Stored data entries
· · · ·

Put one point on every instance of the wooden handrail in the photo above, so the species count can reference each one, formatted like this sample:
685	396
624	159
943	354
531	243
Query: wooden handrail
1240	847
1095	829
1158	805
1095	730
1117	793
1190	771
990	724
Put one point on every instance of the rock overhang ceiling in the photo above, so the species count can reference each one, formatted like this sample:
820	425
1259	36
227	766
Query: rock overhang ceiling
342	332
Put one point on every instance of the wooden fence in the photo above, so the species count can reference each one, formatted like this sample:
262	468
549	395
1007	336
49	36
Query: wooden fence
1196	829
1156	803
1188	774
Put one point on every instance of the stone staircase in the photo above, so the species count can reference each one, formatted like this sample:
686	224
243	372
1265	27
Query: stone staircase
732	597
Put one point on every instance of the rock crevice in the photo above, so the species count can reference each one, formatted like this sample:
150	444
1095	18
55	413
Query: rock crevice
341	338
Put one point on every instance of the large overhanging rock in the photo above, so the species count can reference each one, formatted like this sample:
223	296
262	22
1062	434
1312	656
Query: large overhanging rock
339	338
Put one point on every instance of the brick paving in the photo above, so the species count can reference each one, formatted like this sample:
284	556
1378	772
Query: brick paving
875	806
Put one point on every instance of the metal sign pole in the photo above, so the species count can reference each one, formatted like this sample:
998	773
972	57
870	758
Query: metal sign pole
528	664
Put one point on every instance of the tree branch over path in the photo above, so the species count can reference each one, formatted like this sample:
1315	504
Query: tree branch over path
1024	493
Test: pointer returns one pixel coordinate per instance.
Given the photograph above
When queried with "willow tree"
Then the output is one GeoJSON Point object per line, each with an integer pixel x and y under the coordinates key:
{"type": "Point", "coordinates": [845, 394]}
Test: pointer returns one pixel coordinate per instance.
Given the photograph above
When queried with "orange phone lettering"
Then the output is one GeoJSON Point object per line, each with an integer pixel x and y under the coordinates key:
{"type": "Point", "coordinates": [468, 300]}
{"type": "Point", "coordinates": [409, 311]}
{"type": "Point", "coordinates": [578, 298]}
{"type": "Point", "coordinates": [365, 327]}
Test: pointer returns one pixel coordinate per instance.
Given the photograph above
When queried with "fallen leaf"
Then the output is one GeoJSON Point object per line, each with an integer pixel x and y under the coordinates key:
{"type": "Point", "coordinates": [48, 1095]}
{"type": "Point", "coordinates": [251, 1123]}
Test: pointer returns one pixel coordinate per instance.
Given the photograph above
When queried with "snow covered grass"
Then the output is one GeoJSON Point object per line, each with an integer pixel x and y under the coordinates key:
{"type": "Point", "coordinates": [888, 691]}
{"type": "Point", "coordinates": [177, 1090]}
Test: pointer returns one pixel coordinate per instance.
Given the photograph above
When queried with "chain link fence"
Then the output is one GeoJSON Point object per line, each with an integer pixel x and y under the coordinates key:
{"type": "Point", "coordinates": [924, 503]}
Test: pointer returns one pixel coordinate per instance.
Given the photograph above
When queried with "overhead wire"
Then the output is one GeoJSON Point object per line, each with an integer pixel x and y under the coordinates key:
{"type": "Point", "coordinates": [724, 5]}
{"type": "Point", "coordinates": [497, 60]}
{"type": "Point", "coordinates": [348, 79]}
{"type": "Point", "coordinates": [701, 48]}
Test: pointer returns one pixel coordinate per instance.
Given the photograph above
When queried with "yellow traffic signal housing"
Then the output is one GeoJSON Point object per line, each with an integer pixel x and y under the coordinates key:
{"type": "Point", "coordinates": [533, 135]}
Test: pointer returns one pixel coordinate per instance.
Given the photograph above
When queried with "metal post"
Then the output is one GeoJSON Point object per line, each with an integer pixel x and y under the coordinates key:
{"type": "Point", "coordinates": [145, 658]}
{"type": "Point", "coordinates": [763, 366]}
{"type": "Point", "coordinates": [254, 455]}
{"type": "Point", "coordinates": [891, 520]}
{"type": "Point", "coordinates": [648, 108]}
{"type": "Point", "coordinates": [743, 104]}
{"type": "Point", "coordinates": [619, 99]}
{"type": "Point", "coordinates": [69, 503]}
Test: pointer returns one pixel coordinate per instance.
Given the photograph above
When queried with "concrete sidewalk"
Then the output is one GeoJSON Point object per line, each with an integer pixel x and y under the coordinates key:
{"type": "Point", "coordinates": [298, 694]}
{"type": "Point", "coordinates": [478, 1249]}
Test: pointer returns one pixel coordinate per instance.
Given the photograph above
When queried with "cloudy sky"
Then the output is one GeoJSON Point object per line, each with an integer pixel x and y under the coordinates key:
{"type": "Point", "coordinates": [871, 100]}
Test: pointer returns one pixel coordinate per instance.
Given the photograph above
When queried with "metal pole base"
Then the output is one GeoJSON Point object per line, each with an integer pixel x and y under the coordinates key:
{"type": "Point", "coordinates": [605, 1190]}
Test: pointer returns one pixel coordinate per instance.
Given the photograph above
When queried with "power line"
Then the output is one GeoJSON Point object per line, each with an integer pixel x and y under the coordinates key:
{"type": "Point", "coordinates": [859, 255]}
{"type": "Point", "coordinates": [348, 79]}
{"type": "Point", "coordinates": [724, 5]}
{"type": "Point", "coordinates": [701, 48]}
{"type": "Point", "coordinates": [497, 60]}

· · · ·

PROBLEM REQUIREMENTS
Identify each line in the data above that contains the string "Query", and copy those lines out in full.

FINISHED ANSWER
Query: wooden handrail
Query: rock overhang ceiling
Query: wooden fence
Query: stone staircase
Query: rock crevice
Query: large overhanging rock
Query: brick paving
Query: metal sign pole
Query: tree branch over path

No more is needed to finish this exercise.